Consigne -> Réécrivez le passage de l’extrait sur le textile marocain allant de «Pour les textiliens» jusqu’à «vers le haut.», en y remplaçant «fournisseurs» par «prestataires».

Extrait documentaire ->
Pour les textiliens marocains, le fait d’être à la merci des fournisseurs étrangers réduit considérablement leur marge de manœuvre. La crise russo-ukrainienne et ses effets est un cas palpable du risque que peut représenter la dépendance «mains et pieds joints» aux importations. Si à cela s’ajoute la crise de la main-d’œuvre, les prix à la production ne peuvent qu’être tirés vers le haut.

«Il y a des gens qui sont prêts à ouvrir des usines et ne trouvent pas de salariés. Par exemple, maintenant à Tanger, pour trouver un ouvrier, il faut payer un intermédiaire. Idem pour Meknès. C’est extrêmement contraignant pour qui veut investir. Il y a un an, on n’avait pas ce problème», ajoute le président de l’AMITH. Concernant cette crise de la main-d’œuvre dans le secteur, Les Inspirations Eco n°3130, du mardi 28 juin 2022, ont remonté son ampleur au niveau de la délégation régionale de l’Amith-Casablanca.

(Extraits du jeu de données)
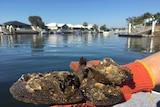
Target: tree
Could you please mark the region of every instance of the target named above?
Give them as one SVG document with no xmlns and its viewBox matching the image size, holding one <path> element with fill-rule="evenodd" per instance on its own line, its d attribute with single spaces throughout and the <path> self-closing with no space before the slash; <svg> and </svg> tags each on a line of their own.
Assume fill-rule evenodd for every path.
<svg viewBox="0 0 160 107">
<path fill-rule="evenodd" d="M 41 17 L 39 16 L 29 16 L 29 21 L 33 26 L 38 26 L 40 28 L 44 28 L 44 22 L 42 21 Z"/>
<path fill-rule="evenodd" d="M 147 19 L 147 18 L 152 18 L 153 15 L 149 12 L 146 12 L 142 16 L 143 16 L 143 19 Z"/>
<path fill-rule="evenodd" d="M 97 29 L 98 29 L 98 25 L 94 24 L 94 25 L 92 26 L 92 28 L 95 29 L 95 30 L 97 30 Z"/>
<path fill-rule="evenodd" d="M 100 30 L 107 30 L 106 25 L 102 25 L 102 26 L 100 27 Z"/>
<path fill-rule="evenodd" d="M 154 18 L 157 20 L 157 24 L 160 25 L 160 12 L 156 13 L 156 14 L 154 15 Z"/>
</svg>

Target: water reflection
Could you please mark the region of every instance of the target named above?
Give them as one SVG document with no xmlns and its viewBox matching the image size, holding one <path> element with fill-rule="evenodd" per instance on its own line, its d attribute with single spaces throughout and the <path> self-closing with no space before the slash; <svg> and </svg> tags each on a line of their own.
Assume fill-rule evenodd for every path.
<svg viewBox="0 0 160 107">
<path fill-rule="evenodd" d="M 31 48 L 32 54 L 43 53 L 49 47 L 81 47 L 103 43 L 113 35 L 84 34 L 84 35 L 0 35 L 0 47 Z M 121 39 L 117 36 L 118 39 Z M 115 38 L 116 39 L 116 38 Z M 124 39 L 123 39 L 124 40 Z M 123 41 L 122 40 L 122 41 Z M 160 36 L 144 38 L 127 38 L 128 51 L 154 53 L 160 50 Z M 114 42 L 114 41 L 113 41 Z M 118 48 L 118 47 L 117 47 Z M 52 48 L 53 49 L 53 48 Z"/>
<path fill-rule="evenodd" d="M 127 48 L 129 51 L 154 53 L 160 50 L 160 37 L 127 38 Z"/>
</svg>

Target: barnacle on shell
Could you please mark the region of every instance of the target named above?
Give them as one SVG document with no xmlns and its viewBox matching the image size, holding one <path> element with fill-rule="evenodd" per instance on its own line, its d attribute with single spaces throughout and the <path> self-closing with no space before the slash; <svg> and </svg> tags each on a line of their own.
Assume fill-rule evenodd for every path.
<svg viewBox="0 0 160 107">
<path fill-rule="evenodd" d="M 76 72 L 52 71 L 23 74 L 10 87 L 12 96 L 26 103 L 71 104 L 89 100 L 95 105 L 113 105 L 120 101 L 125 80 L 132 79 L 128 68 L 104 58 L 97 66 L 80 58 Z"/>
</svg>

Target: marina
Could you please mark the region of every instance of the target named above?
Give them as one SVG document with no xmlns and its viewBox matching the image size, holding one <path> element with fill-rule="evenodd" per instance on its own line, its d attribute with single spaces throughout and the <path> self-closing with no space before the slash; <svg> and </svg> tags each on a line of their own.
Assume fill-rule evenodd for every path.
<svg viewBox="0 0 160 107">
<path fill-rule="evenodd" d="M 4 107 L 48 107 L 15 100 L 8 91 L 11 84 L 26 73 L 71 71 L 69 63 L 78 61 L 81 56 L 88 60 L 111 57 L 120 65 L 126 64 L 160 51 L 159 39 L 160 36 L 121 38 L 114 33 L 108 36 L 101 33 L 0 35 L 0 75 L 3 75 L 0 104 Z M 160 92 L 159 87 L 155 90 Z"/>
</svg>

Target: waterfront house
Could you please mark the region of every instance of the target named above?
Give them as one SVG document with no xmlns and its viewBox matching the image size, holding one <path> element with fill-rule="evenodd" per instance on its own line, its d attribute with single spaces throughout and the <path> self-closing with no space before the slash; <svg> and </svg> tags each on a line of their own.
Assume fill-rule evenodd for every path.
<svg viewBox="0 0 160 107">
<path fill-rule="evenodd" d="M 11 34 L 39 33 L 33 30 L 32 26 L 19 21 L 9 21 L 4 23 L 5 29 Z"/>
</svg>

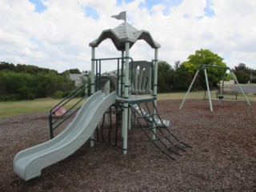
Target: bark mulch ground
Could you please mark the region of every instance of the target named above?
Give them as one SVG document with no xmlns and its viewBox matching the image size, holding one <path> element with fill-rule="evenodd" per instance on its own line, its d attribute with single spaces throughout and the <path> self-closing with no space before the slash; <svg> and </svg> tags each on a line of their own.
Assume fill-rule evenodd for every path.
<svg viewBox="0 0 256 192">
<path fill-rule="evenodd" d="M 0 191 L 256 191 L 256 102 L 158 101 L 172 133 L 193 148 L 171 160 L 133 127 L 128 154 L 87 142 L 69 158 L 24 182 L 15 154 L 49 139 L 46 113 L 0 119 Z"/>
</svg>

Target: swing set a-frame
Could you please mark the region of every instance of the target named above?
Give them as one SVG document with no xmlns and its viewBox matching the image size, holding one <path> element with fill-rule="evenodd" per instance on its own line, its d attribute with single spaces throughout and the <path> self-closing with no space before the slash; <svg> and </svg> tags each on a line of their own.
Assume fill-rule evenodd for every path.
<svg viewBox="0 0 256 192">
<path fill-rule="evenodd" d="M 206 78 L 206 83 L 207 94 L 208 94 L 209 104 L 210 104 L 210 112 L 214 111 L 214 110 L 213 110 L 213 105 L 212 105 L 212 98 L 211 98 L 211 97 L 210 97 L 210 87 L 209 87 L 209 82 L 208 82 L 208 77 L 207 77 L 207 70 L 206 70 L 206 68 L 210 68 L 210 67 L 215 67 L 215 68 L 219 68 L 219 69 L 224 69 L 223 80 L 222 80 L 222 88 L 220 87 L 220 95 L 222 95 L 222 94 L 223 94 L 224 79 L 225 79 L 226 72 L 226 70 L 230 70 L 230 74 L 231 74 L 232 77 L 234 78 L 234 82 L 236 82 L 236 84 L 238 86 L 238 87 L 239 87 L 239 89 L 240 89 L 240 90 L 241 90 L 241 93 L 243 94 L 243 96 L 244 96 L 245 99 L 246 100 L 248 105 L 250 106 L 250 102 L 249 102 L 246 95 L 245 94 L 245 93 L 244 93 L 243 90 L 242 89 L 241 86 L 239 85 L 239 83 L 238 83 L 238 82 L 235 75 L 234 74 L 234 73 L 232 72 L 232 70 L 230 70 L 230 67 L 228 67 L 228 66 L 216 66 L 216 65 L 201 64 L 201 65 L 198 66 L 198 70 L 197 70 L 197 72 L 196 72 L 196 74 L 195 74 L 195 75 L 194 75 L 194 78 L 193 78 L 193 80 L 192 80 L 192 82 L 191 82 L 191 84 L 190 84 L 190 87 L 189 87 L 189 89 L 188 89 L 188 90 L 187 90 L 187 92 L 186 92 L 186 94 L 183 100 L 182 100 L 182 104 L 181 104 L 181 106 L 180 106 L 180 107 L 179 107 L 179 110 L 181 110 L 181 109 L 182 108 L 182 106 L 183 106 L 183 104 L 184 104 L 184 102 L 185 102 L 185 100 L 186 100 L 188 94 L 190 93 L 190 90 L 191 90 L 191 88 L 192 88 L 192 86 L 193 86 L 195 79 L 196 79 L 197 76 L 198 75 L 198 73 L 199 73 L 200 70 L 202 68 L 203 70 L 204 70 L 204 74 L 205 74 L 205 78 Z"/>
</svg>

Résultat obtenu ->
Pour les textiliens marocains, le fait d’être à la merci des prestataires étrangers réduit considérablement leur marge de manœuvre. La crise russo-ukrainienne et ses effets est un cas palpable du risque que peut représenter la dépendance «mains et pieds joints» aux importations. Si à cela s’ajoute la crise de la main-d’œuvre, les prix à la production ne peuvent qu’être tirés vers le haut.